— Work task —
Your task is to copy the lines of the data below from the line holding "the white ceiling" through the line holding "The service MUST return one point per instance of the window", inclusive, exactly and with nothing added.

*** Block opens ***

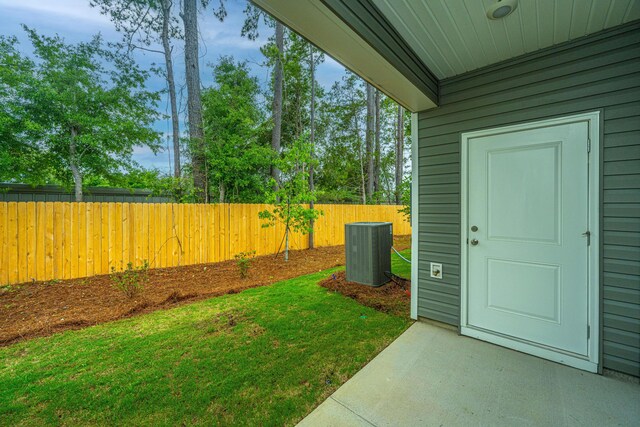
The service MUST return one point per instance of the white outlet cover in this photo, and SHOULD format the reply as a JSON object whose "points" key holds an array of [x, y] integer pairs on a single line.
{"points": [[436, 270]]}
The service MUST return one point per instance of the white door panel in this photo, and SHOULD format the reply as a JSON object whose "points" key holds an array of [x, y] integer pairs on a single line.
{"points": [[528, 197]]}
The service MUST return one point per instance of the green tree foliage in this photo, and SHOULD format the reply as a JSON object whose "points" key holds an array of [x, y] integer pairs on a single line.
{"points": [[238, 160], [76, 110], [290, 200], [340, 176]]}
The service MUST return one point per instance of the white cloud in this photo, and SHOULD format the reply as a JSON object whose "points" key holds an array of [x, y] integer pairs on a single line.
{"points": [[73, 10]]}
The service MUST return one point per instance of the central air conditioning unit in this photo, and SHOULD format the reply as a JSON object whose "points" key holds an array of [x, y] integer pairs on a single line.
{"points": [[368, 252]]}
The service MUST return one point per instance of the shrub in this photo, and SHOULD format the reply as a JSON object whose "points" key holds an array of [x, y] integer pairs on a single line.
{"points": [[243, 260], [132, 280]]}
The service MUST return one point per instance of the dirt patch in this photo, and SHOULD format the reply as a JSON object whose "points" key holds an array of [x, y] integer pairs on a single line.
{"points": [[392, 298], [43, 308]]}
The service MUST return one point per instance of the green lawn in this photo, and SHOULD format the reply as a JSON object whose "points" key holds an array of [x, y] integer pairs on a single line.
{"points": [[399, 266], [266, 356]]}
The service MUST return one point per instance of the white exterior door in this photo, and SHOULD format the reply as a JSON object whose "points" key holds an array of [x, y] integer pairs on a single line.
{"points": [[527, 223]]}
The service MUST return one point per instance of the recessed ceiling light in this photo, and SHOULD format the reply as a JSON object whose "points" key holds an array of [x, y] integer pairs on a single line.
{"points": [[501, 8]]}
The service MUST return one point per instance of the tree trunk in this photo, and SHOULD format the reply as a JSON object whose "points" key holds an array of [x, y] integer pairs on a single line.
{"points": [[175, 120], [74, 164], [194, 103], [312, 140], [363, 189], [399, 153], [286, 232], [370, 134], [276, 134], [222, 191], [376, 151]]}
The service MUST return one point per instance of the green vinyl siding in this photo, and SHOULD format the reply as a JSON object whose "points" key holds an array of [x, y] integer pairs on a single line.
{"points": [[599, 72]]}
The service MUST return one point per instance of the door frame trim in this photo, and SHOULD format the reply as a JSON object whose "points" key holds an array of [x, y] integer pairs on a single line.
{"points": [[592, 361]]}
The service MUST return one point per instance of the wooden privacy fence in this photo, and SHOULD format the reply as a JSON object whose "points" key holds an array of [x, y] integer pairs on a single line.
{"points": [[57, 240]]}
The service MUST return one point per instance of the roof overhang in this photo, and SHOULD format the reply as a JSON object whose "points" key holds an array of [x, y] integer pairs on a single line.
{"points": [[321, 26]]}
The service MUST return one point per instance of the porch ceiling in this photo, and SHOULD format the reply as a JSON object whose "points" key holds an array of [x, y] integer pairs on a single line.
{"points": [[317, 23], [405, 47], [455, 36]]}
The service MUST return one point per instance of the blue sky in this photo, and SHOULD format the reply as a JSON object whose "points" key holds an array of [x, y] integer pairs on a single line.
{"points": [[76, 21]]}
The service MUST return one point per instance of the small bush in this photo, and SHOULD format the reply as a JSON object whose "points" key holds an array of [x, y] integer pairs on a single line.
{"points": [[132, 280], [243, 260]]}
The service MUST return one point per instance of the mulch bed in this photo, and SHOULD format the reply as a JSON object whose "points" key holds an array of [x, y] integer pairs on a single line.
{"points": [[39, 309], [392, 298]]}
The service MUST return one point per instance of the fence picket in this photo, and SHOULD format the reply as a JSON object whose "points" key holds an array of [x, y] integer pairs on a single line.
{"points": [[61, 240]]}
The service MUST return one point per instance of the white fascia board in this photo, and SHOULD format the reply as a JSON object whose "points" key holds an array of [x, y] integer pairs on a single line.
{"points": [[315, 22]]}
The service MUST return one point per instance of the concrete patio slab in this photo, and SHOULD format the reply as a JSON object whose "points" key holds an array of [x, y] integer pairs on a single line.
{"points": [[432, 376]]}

*** Block closes ***
*** Block opens ***

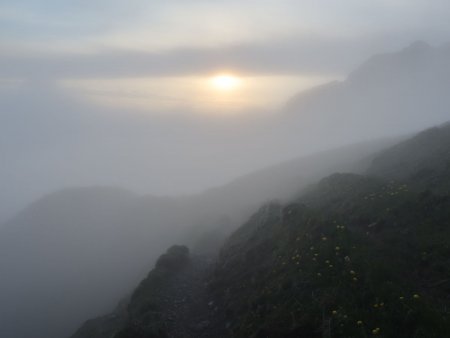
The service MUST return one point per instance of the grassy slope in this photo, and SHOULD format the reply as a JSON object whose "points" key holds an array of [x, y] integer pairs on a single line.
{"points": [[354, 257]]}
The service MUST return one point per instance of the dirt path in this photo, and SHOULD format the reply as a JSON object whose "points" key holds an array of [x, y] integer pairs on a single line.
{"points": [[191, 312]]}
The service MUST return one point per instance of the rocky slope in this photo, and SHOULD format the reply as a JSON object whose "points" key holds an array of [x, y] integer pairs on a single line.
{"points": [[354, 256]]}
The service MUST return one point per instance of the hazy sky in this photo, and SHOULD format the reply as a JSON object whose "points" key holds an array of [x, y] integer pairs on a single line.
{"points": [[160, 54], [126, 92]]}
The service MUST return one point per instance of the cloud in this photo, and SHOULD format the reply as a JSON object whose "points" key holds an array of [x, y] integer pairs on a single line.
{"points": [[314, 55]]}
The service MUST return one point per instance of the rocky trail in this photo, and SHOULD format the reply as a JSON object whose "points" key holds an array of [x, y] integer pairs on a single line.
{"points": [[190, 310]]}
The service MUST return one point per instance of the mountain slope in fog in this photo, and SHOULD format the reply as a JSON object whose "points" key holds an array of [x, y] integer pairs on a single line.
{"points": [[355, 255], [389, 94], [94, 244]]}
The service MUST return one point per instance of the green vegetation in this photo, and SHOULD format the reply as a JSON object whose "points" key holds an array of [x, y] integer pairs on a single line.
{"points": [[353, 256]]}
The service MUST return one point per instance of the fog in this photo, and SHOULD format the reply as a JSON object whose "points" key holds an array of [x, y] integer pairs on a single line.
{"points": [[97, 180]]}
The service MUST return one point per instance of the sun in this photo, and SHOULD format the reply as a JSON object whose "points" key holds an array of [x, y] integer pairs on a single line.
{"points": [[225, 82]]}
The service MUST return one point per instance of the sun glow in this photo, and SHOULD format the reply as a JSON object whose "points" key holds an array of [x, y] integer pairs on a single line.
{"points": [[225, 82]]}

*** Block closes ***
*** Block opens ***

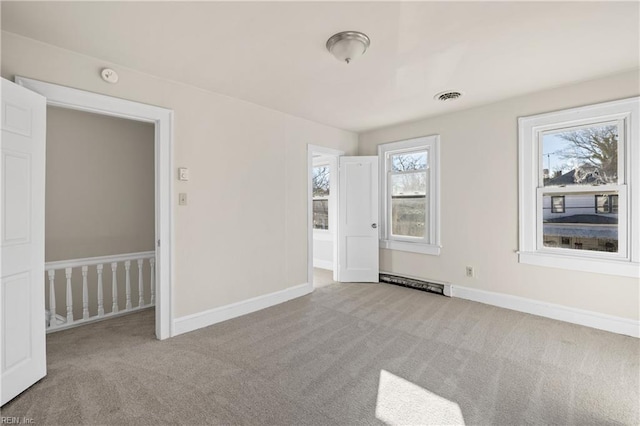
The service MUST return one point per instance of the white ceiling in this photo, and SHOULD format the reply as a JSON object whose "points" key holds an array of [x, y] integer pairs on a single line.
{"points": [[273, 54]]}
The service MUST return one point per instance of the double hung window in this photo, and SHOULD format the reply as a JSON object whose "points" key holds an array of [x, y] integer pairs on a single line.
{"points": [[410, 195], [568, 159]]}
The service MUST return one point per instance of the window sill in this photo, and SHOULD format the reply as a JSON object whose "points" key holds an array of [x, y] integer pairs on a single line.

*** Block closes ***

— Answer for this exercise —
The service MUST return one point per instance of the white ceiling in this photo, and SHOULD format the reply as a JSON object whose "points" key holds an array of [x, y] integer pairs on a single line.
{"points": [[273, 54]]}
The service MUST return one point per instance of the double hung window in this photo, and SHOULD format the reply as a JSON object whose "points" key holds an array of [x, y] integer pairs on a single line.
{"points": [[410, 195], [568, 159]]}
The service MUST return one point per instance of the window sill in this photo, and SHOULD format the reply as a JSON object whose "points" key holds an array of [x, y] integer pairs on a single line.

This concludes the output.